-- Your instructions --
No picture belongs in the copy. Repeat each line below exactly.

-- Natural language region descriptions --
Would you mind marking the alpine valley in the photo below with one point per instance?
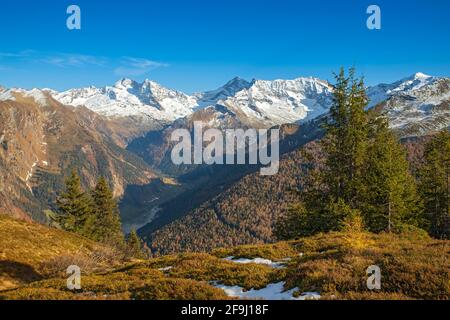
(209, 229)
(123, 133)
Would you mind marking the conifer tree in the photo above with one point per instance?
(434, 177)
(365, 177)
(75, 206)
(389, 191)
(134, 245)
(346, 139)
(105, 224)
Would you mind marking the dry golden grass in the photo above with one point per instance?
(30, 251)
(413, 266)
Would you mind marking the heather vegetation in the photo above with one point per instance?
(95, 215)
(414, 266)
(366, 176)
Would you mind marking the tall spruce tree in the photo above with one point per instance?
(74, 205)
(105, 224)
(389, 191)
(365, 172)
(346, 139)
(434, 177)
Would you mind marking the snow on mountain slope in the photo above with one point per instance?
(383, 92)
(210, 98)
(281, 101)
(39, 96)
(147, 100)
(259, 103)
(267, 102)
(421, 108)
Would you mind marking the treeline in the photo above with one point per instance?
(94, 214)
(365, 179)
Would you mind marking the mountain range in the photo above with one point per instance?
(122, 132)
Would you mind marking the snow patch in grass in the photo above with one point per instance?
(274, 291)
(267, 262)
(165, 269)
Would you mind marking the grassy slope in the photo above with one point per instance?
(413, 267)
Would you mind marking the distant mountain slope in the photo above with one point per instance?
(417, 105)
(245, 211)
(42, 140)
(259, 103)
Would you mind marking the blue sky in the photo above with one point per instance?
(196, 45)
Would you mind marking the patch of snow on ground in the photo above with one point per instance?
(274, 291)
(6, 95)
(165, 269)
(267, 262)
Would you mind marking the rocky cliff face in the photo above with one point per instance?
(41, 140)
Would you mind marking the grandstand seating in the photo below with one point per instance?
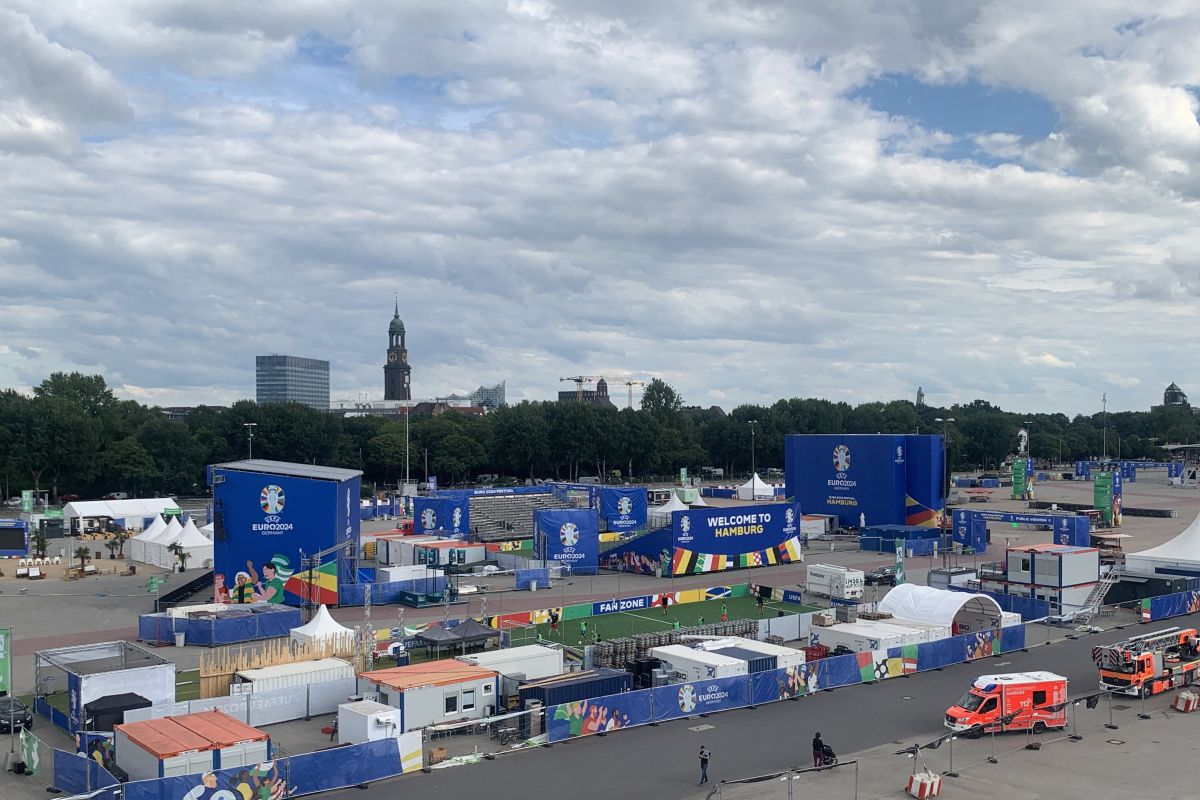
(507, 517)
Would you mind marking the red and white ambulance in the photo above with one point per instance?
(1012, 702)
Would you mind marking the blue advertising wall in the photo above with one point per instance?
(447, 513)
(624, 509)
(16, 525)
(570, 536)
(269, 519)
(888, 479)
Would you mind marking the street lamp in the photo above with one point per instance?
(250, 434)
(753, 470)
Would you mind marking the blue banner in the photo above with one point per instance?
(598, 715)
(733, 530)
(623, 509)
(701, 697)
(445, 513)
(570, 536)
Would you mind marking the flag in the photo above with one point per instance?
(29, 752)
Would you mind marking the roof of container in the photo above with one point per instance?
(505, 655)
(435, 673)
(298, 668)
(163, 738)
(220, 728)
(293, 470)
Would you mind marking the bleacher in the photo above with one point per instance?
(507, 517)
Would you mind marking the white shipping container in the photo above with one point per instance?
(834, 582)
(700, 665)
(294, 674)
(534, 661)
(366, 721)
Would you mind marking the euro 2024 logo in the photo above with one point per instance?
(271, 499)
(841, 458)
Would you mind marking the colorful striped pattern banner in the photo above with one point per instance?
(684, 561)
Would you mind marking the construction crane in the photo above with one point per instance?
(631, 384)
(579, 384)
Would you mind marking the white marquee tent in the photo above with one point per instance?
(957, 609)
(756, 489)
(138, 543)
(660, 515)
(321, 627)
(1180, 554)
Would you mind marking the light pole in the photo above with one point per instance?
(250, 435)
(753, 470)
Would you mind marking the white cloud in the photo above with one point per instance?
(603, 188)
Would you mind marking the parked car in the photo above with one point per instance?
(881, 576)
(13, 715)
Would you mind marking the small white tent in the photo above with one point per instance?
(1180, 555)
(138, 543)
(321, 627)
(660, 515)
(756, 489)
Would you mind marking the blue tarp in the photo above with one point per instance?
(307, 774)
(228, 629)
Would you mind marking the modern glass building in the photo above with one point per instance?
(292, 379)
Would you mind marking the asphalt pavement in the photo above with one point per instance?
(660, 762)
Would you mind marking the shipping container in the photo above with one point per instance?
(574, 687)
(436, 692)
(534, 661)
(834, 582)
(755, 661)
(234, 743)
(162, 747)
(699, 665)
(294, 674)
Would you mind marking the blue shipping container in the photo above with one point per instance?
(574, 687)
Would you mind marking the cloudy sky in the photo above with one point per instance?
(748, 199)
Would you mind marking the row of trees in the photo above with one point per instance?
(75, 435)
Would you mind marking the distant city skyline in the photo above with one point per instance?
(750, 200)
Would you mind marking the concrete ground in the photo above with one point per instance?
(1150, 757)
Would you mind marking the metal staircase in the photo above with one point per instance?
(1096, 599)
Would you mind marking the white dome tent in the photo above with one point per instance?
(138, 543)
(756, 489)
(1180, 555)
(961, 611)
(322, 627)
(660, 515)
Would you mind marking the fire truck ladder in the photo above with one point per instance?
(1096, 599)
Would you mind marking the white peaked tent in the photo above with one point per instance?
(661, 515)
(321, 627)
(156, 548)
(756, 489)
(199, 549)
(138, 543)
(1177, 555)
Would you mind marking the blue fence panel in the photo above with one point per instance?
(1183, 602)
(599, 714)
(76, 774)
(701, 697)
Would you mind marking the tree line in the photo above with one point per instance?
(75, 435)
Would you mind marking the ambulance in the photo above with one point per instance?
(1012, 702)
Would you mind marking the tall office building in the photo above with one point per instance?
(292, 379)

-- Result for this exercise --
Would you mind marking the alpine valley in the photo below with one point per instance?
(209, 229)
(123, 133)
Would you mind marking the conifer tree in the photo above with one point per instance?
(434, 177)
(365, 177)
(75, 206)
(389, 191)
(134, 245)
(346, 139)
(105, 224)
Would you mind marking the dry golden grass in the photo above with one point per instance?
(30, 251)
(413, 266)
Would you mind marking the heather vegetation in the photo above with one point per instance?
(95, 215)
(414, 266)
(366, 176)
Would you mind marking the tall spruce tree in the photo above with one point per instance?
(74, 205)
(105, 224)
(389, 191)
(365, 172)
(346, 139)
(434, 177)
Would you mind marking the snow on mountain slope in the photo above with one point per instance?
(383, 92)
(210, 98)
(281, 101)
(39, 96)
(147, 100)
(259, 103)
(267, 102)
(421, 108)
Would you mind marking the treeline in the photo above with one point per instance?
(94, 214)
(365, 179)
Would you mind marking the mountain range in the photo above with one point per instance?
(122, 132)
Would you mind marking the snow patch in grass in the photo above with one point per instance?
(274, 291)
(267, 262)
(165, 269)
Would you mind marking the grassy slope in the photo above with one point per instance?
(413, 267)
Would you mind marking the distant mountain slope in the photo above with one point per instance?
(417, 105)
(245, 211)
(42, 140)
(259, 103)
Would you mind marking the blue sky in the photo above with one point per instance?
(196, 45)
Would you mind marking the patch of snow on ground in the photo above with one point per instance?
(274, 291)
(6, 95)
(165, 269)
(267, 262)
Would you mind marking the rocky cliff face in the photo above with one point per instance?
(41, 140)
Would you mind marking the grandstand seating in the photo below with one point per instance?
(507, 517)
Would you mind marking the red and white ambulance in the photo above with one point per instance?
(1012, 702)
Would you mind marking the blue advertising wall in the photo above with one point per instance?
(447, 513)
(624, 509)
(16, 525)
(570, 536)
(269, 519)
(888, 479)
Would you mind marking the street lamp in the photo above with one point per instance?
(250, 434)
(753, 470)
Would you mind marking the blue banner in the photo above with one point per instance?
(598, 715)
(733, 530)
(623, 509)
(701, 697)
(445, 513)
(570, 536)
Would you mind marking the flag in the photo above with one point per instance?
(29, 752)
Would you mind marking the roof of container in the photo above with one point per instance?
(505, 655)
(435, 673)
(298, 668)
(163, 738)
(220, 728)
(293, 470)
Would you mind marking the bleacher in the photo above with one point per instance?
(507, 517)
Would you mind marking the white shipping container in the photo above with one point per instance?
(834, 582)
(700, 665)
(294, 674)
(534, 661)
(366, 721)
Would you mind marking the euro 2024 logo in the photo above with one point per instance?
(271, 499)
(841, 458)
Would you mind marking the colorful striped pattern banner in the photo above with one point per instance?
(684, 561)
Would you mind marking the construction crane in the photo above with one point per instance?
(631, 384)
(579, 384)
Would you mind marking the white marquee tent in the photo above with one point per instance?
(957, 609)
(756, 489)
(138, 543)
(660, 515)
(321, 627)
(1180, 554)
Would you mind marking the light pole in the photo above with one point per instance?
(250, 435)
(753, 470)
Would you mind marking the white cloud in the photo above with one point per instance?
(603, 188)
Would you mind marking the parked car in the photo above with one point per instance?
(881, 576)
(13, 715)
Would you mind marking the small white tent in the photo above with one point per instance?
(1180, 555)
(138, 543)
(321, 627)
(660, 515)
(756, 489)
Would you mind marking the blue tarp in the photo above with one point per instance?
(307, 774)
(228, 629)
Would you mind marking the modern glass building in the photo above with one point per instance?
(292, 379)
Would you mind marking the asphalt pavement in the photo above with one point per instance?
(660, 762)
Would you mind marking the shipping container in the photo above with one point per instance?
(574, 687)
(436, 692)
(534, 661)
(834, 582)
(755, 661)
(234, 743)
(162, 747)
(699, 665)
(294, 674)
Would you mind marking the blue shipping container in the photo above with one point per instance?
(574, 687)
Would you mind marking the cloudy sky in the photo above with one point per instance?
(748, 199)
Would you mind marking the row of trees in the photo above with one point per instance?
(75, 435)
Would you mind marking the distant city skyline in the photo above with one point per instance?
(750, 200)
Would you mind marking the concrete ground in the photo above with one point per instance?
(1150, 757)
Would you mind marking the metal staircase in the photo above with one point per instance?
(1096, 599)
Would you mind marking the white dome tent in the photo above with one point per instance?
(138, 543)
(756, 489)
(1180, 555)
(961, 611)
(322, 627)
(660, 515)
Would you mind marking the fire truck ladder in the photo above with one point per instance?
(1096, 599)
Would you mind marking the white peaked tent in the photo above with one point per instance?
(661, 515)
(321, 627)
(156, 548)
(756, 489)
(199, 549)
(138, 543)
(1177, 555)
Would you mind marking the blue fence panel in the photo above with one point per instance?
(1183, 602)
(599, 714)
(76, 774)
(701, 697)
Would you mind marking the tree line in the photo above with one point per instance?
(75, 435)
Would you mind marking the ambulance in the photo above with one point per instance?
(1012, 702)
Would you mind marking the tall office building in the photo above with one point per instance?
(292, 379)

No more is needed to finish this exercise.